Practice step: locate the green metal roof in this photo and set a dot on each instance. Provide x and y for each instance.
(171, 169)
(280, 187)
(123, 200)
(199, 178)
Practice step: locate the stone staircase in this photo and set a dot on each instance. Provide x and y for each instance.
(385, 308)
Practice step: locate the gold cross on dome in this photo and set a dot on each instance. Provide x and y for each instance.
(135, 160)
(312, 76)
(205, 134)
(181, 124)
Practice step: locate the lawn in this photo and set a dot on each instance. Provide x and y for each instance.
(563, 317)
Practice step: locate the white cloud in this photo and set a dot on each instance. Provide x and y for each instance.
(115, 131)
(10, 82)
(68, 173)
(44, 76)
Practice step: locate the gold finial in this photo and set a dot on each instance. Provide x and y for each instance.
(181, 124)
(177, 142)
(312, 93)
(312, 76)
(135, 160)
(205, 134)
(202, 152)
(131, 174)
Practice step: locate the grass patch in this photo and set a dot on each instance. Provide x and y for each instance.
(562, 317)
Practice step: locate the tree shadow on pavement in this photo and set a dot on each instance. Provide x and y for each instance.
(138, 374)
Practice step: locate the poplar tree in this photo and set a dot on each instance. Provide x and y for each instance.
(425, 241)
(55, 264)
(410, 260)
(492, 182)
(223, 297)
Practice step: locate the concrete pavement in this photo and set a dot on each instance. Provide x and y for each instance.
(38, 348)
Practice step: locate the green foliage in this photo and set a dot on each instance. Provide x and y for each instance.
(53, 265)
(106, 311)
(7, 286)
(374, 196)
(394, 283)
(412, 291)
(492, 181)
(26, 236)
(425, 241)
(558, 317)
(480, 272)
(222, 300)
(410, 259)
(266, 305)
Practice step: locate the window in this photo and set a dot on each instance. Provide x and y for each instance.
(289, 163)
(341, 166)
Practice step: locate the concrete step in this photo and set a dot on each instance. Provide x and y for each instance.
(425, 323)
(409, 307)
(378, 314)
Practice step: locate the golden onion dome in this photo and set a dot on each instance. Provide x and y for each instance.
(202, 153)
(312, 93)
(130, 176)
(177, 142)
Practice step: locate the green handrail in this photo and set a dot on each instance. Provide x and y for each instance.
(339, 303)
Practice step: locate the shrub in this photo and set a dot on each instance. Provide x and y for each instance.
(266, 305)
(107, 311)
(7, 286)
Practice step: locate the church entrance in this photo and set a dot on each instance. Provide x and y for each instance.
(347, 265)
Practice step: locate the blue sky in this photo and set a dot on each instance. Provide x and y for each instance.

------------------------------------------------

__What to do__: Having read the records above, print them out again exactly.

__Your solution__:
Practice step: locate the green metal roof in this photo and set a dot on each instance. Provide x and y for each instance.
(171, 169)
(280, 187)
(123, 200)
(199, 178)
Practice step: locate the stone staircase in this photo and set a dot on each instance. Provide x and y for each instance.
(385, 308)
Practice step: locate the gold cross on dome in this photo and set a dot on each instance. Provide x and y for each instance.
(135, 160)
(312, 76)
(205, 134)
(181, 124)
Practice step: locate the lawn in this photo and set a dot on each instance. Provide x and y for each instance.
(563, 317)
Practice step: locate the white cloud in this photo and set a dot on each instance. Provide x and y for each instance.
(115, 131)
(10, 82)
(68, 173)
(44, 76)
Practice step: locate the gold finial in this photo and set a dot on each instance. Provide x and y for each instance.
(181, 124)
(177, 142)
(312, 93)
(312, 76)
(135, 160)
(205, 134)
(202, 152)
(131, 174)
Practice step: locate the grass patch in this photo and set a dot on each instance. Provide x and y for each instance.
(562, 317)
Practice step: locate the tree shadow on pavement in this photo and set a dot on each instance. Provide x and y for each instance.
(138, 374)
Practice step: locate the poplar tree in this photo and set a dot on each instance. Provide x and y for each instance.
(425, 241)
(55, 264)
(410, 260)
(492, 182)
(223, 297)
Practice step: locate the concrete pavement in this photo and set a dot on each instance. Provide x and y for each instance.
(38, 348)
Practice step: locate the green foliage in this photo and set a dot on each instance. Provide x and y for each instance.
(53, 265)
(106, 311)
(7, 286)
(374, 196)
(394, 283)
(412, 291)
(492, 181)
(26, 236)
(425, 241)
(558, 317)
(480, 272)
(222, 300)
(410, 259)
(266, 305)
Practice step: locate the window in this photo and set a dot on each instance. Provide x and y for each instance.
(289, 163)
(341, 166)
Practice step: locate the concrete step in this photo and set a dot on each instance. Provide x and y for each instance.
(425, 323)
(409, 307)
(378, 314)
Practice step: locate the golden onion dome in this photo and set a dot on each instance. Provide x and y for each instance.
(202, 153)
(312, 93)
(130, 176)
(177, 142)
Practice step: locate the green handrail in this photo and set a dot on each instance. Provide x and y for each instance.
(339, 303)
Practice step: locate the shrub in this photo and set a dot on each instance. Provide x and y for each instance.
(266, 305)
(107, 311)
(7, 286)
Practice step: locate the church entrance in this photo and set a dot on each instance. Provide x and y for each instance.
(347, 265)
Practice step: locate the blue sky in this photo and set a dot on each instance. Provide x and y for each instance.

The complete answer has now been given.